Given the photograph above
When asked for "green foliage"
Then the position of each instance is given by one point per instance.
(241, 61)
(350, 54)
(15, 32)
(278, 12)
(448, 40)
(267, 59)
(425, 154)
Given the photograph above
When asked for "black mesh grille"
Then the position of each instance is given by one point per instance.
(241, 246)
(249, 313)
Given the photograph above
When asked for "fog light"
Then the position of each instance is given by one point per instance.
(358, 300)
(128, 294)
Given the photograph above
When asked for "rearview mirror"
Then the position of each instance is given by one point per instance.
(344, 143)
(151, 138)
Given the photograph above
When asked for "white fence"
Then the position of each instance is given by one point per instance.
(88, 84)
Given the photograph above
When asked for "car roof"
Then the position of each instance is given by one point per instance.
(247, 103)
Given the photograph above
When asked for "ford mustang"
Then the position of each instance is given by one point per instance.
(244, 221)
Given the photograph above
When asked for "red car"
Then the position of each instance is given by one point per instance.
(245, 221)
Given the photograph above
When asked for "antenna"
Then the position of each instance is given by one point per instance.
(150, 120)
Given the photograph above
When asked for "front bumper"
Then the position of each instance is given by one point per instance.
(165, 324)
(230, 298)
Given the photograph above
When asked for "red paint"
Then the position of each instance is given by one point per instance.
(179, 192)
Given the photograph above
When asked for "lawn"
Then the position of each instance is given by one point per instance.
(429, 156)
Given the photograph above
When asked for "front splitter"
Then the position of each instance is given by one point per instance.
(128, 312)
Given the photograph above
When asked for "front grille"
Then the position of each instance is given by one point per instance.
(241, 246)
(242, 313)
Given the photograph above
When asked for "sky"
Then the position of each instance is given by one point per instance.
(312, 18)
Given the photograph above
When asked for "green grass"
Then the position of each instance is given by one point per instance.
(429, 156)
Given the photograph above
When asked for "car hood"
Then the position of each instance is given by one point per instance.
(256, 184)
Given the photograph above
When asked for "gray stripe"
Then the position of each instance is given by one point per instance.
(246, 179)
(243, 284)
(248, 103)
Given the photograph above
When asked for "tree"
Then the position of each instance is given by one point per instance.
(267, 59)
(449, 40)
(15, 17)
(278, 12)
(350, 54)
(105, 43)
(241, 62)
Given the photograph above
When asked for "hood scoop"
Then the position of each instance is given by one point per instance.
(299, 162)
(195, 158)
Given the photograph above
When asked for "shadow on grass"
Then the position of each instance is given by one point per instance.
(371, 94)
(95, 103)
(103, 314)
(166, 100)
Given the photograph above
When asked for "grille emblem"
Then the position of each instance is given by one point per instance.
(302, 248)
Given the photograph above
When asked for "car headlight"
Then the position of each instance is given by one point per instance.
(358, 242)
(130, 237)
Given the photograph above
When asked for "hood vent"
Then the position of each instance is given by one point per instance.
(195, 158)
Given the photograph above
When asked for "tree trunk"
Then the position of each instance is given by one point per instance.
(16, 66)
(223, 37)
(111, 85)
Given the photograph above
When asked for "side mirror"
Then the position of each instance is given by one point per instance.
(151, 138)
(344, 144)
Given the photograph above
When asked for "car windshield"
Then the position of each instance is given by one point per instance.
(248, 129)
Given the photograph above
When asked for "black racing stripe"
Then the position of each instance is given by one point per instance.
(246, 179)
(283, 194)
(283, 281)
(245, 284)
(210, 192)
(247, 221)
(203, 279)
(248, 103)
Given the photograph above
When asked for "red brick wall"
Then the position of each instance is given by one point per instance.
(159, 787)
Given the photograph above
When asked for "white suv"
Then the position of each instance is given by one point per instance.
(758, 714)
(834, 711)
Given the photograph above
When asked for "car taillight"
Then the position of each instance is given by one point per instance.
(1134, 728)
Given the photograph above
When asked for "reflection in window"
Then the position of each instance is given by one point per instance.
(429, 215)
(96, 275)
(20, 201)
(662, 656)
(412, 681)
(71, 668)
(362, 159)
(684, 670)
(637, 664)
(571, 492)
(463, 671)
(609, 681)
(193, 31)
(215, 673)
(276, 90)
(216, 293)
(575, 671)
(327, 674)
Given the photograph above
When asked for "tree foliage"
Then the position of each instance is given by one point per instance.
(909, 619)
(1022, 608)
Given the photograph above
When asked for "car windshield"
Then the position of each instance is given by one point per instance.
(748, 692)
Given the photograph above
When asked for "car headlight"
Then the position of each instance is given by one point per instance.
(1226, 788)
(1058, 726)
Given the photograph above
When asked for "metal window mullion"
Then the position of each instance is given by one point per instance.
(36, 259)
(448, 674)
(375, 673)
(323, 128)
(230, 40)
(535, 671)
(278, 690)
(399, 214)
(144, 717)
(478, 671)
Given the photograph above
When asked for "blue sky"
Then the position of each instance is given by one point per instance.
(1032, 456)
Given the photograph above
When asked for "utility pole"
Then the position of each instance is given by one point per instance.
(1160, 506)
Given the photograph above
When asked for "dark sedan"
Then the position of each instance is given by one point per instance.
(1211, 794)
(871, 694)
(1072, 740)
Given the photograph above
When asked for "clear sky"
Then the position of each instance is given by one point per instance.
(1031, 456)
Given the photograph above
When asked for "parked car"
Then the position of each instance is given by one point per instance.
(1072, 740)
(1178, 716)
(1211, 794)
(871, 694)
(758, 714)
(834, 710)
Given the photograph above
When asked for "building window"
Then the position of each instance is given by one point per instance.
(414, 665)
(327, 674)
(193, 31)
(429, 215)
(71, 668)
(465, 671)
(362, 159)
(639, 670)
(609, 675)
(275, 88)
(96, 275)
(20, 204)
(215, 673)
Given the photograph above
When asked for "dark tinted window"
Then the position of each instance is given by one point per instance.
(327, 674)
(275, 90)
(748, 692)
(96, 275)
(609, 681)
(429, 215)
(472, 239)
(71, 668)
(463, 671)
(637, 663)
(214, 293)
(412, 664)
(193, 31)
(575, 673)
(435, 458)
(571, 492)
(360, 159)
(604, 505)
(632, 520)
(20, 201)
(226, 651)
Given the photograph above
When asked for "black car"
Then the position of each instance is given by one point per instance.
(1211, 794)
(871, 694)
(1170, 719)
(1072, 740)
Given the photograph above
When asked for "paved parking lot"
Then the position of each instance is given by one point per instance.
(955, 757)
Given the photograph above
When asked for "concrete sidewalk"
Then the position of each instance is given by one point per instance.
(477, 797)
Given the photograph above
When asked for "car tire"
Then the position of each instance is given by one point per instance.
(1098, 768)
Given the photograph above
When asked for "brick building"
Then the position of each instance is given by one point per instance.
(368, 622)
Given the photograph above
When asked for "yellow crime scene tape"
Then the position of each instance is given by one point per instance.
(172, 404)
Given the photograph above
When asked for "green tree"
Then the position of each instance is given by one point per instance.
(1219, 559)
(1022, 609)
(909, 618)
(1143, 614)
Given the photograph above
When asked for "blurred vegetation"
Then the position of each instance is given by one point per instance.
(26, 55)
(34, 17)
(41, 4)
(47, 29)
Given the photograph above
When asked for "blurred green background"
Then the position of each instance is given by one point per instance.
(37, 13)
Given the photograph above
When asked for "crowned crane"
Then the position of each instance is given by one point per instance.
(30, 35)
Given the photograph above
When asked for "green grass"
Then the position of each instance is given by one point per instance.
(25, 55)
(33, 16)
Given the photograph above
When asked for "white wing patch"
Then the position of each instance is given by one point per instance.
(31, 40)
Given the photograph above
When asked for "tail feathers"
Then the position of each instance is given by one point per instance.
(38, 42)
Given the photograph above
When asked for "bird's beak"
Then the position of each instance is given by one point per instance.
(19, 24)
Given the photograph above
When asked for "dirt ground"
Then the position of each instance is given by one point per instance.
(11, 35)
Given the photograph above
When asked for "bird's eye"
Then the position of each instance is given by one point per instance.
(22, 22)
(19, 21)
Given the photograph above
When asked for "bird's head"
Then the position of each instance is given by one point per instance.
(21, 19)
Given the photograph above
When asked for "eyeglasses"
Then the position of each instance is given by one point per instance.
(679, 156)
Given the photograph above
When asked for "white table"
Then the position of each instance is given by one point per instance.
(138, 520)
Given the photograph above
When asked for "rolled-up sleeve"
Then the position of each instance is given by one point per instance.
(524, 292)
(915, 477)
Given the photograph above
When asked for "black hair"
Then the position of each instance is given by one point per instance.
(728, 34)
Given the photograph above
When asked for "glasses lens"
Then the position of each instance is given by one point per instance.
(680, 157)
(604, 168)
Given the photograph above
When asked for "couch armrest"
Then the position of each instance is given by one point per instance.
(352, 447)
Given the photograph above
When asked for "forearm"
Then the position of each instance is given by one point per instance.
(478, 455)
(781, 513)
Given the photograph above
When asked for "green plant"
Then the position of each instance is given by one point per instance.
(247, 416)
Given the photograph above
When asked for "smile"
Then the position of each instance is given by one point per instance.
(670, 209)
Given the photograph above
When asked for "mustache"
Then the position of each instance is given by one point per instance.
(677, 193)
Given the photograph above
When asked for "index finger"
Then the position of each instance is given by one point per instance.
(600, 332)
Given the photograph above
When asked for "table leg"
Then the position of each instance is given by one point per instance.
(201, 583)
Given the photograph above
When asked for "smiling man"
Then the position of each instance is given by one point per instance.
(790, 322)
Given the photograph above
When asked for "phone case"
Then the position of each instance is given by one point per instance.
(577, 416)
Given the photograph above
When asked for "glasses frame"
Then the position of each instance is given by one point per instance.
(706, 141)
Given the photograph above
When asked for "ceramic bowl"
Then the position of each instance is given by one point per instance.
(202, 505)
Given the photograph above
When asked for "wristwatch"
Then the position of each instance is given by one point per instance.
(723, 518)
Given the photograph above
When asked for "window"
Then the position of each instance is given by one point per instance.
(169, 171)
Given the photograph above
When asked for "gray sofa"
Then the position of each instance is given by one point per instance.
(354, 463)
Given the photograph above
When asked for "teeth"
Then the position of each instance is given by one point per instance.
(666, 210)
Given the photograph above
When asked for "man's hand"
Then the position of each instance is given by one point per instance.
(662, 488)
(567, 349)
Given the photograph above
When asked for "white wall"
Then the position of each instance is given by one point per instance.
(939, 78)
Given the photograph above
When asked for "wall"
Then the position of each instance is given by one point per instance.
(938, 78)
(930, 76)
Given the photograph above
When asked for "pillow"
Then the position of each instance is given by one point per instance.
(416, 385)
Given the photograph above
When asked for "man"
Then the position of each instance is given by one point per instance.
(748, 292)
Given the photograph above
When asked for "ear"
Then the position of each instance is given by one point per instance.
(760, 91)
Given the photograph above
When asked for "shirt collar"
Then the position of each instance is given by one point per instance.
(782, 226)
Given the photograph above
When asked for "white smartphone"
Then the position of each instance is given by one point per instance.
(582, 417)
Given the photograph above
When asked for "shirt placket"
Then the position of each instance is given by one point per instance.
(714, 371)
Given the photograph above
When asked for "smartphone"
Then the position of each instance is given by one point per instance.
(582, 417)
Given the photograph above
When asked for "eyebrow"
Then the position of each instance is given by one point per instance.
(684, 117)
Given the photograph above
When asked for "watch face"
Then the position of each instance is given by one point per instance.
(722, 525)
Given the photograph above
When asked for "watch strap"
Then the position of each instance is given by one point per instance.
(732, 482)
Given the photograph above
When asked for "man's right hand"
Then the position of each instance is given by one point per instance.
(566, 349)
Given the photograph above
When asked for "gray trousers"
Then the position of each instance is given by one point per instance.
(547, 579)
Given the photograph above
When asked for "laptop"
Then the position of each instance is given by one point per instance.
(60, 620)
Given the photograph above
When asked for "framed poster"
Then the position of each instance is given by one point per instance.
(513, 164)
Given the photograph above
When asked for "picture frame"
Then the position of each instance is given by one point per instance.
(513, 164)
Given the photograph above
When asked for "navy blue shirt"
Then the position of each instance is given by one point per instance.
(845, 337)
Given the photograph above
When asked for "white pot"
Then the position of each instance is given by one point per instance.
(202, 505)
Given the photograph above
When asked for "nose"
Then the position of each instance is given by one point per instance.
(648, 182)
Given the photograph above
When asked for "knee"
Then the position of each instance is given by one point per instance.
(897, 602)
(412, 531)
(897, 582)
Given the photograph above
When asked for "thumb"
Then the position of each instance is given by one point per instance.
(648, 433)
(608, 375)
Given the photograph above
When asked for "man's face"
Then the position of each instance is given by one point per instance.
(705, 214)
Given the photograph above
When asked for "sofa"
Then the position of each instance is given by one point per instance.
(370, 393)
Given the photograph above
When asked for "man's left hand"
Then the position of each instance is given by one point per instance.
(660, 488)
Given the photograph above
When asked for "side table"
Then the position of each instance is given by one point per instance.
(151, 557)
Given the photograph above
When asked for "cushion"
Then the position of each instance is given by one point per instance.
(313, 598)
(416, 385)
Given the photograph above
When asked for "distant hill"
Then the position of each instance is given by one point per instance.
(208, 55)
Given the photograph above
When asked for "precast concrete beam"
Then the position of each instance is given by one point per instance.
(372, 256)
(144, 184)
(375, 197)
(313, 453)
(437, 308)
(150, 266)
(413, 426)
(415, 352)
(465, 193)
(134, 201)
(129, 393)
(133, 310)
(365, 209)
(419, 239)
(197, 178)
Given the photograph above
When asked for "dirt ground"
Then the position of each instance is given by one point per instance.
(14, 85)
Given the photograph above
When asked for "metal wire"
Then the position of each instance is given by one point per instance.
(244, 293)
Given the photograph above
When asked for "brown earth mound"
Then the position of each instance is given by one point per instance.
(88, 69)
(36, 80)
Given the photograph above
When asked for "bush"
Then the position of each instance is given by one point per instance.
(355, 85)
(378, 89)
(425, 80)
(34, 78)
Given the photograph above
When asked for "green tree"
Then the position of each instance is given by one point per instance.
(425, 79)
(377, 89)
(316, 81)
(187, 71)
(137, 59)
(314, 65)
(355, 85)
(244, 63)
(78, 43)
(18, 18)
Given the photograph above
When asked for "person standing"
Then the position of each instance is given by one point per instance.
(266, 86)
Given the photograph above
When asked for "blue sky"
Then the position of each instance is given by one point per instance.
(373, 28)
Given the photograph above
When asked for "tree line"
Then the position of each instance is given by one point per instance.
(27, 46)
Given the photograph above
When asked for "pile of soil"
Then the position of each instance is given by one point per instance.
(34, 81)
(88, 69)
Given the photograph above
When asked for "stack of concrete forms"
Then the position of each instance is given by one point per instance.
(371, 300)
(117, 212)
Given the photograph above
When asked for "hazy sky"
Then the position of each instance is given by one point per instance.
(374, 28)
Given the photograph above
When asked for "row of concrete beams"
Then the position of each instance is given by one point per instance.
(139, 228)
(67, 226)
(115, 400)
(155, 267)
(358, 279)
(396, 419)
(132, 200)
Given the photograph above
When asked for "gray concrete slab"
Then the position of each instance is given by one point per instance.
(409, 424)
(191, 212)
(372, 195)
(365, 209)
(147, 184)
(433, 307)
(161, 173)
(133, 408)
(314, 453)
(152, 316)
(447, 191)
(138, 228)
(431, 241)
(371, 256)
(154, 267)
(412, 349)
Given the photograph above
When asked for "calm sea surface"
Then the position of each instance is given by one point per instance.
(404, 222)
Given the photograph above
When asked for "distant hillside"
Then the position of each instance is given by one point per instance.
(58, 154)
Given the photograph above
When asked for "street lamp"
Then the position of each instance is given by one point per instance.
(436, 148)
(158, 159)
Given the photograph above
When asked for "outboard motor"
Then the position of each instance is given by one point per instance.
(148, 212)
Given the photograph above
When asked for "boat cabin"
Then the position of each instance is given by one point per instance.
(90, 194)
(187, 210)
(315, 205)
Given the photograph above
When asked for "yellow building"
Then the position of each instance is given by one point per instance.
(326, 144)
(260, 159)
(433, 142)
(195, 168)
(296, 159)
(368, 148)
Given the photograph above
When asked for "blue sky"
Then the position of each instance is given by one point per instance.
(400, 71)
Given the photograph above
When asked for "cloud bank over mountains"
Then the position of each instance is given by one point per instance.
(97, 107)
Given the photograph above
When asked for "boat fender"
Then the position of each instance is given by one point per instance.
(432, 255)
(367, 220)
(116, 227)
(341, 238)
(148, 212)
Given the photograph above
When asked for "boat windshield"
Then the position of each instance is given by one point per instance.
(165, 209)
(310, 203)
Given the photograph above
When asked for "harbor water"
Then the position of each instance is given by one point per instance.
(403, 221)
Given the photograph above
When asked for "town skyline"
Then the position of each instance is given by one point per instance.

★ ★ ★

_TASK_
Starting from the records above, copy each line where the string "shirt" is found.

_RESPONSE TO THE TASK_
When asked for "shirt collar"
When asked for "shirt placket"
When asked for "navy blue shirt"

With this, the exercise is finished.